▸ Reading passage:

━━━━━━━━━━

Credentials Display

Stephen Hill, BSc, MSc, PhD (Kinesiology: Biomechanics); Samantha Mong, BSc (Biochemistry and Molecular Biology); Quyen Vo, BA (Psychology and Social Behavior)


Background: Three-dimensional (3D) human motion analysis provides objective, quantitative, and reliable kinematic data that are valuable in rehabilitation. Clinicians, including occupational therapists and other specialists, can apply this technology to quantify patients’ upper extremity (UE) motion during functional tasks. A better comprehension of altered body mechanics serves to guide clinical reasoning, develop evidence-based interventions, and monitor patients’ progress through follow-up. However, the scientific literature has yet to emphasize the practicality of using 3D motion analysis as a clinical measurement tool.

Method: This scoping review appraised 20 articles that used 3D motion analysis to quantify UE movements for individuals with and without mechanical pathologies. The articles were evaluated based on their quality and clinically relevant applications of UE kinematics.

━━━━━━━━━━

[Saved data entries]
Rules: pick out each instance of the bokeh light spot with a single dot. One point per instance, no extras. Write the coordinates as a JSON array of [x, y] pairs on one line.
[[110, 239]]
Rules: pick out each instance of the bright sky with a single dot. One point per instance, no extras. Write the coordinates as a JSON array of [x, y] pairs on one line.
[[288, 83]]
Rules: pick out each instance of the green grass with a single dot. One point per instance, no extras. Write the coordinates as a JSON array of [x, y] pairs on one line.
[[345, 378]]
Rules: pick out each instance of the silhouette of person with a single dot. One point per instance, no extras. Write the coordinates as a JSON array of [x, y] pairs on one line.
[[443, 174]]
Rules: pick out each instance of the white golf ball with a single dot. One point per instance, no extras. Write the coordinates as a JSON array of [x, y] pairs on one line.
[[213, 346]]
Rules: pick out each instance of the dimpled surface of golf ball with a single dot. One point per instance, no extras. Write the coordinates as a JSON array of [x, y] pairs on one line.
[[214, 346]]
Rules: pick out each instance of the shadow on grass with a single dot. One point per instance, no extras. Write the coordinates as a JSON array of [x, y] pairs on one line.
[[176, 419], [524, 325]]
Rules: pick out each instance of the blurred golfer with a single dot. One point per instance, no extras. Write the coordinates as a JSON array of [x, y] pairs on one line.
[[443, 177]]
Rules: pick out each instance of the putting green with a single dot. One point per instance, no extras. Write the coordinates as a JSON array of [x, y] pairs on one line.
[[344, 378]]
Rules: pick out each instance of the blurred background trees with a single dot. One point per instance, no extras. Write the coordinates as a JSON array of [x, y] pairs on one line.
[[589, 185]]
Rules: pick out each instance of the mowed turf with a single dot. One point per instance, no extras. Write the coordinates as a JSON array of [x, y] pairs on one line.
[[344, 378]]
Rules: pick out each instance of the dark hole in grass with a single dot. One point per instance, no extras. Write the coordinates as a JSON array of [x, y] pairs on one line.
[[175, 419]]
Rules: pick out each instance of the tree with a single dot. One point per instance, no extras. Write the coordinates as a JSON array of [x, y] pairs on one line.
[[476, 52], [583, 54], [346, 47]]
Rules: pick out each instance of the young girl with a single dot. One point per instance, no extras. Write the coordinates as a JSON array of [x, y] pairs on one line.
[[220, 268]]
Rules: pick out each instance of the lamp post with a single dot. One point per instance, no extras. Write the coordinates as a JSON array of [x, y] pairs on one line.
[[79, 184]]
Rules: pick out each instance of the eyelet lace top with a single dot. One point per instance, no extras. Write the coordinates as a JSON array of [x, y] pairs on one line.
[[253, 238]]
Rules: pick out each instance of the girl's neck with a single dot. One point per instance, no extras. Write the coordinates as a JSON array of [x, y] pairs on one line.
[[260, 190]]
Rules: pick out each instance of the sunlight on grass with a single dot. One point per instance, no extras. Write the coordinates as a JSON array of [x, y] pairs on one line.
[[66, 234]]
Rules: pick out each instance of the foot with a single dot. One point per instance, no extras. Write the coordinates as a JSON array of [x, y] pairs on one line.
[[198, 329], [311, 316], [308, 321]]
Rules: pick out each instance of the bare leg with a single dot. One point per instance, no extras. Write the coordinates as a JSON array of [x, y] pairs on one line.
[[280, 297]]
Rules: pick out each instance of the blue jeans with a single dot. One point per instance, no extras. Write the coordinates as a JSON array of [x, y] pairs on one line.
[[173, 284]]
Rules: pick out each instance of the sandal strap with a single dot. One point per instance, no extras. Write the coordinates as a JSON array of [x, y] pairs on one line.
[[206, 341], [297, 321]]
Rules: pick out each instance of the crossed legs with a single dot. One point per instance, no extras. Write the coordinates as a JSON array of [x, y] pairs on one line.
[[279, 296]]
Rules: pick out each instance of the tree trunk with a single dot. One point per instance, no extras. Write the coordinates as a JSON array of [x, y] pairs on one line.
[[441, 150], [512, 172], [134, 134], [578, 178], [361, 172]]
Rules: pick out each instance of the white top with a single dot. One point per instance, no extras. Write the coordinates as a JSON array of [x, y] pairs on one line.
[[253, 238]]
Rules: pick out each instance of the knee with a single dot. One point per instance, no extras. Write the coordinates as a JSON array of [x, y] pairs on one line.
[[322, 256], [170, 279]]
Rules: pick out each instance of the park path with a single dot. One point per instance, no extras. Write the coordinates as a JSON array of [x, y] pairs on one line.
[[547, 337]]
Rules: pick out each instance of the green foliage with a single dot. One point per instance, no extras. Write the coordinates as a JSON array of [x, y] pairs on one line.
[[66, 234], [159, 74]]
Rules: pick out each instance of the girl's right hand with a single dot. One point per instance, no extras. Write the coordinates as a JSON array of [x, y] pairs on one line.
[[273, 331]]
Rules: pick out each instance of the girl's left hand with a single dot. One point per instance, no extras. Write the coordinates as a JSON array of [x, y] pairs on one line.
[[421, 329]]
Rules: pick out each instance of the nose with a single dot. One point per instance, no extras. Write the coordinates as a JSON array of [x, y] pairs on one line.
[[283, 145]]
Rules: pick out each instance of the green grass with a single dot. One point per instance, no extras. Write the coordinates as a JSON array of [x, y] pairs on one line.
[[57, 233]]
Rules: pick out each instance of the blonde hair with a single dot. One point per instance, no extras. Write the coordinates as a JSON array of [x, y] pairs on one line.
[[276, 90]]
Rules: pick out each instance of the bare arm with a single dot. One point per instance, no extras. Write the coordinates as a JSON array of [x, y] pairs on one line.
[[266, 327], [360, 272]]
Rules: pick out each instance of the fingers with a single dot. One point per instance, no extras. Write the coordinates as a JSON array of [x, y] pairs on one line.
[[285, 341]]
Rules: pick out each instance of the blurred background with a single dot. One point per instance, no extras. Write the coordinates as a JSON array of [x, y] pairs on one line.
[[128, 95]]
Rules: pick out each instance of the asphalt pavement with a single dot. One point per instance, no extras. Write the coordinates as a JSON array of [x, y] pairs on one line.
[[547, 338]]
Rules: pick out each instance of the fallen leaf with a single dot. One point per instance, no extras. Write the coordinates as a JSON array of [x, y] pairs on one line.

━━━━━━━━━━

▸ Parts of the exercise:
A – According to the text on 3D motion analysis, what purposes does a better comprehension of altered body mechanics serve? List them.
B – Resume the text on 3D motion analysis of upper extremity movement from the end of its Method section.

▸ Responses by task:
A –
- Guiding clinical reasoning
- Developing evidence-based interventions
- Monitoring patients' progress through follow-up

B –
Results: This scoping review revealed that 3D motion analysis has already been implemented in rehabilitation but the variability across protocols and facilities can complicate the comparison of results.

Conclusion: To further expand clinical use of 3D motion analysis, an introduction of more accessible, inexpensive, and user-friendly kinematic systems is critical. Future research should also aim to establish a standardized protocol of 3D motion analysis in UE assessments to produce clinically relevant results and maximize patients’ independence when engaging in daily activities.


The authors declare that they have no competing financial, professional, or personal interest that might have influenced the performance or presentation of the work described in this manuscript.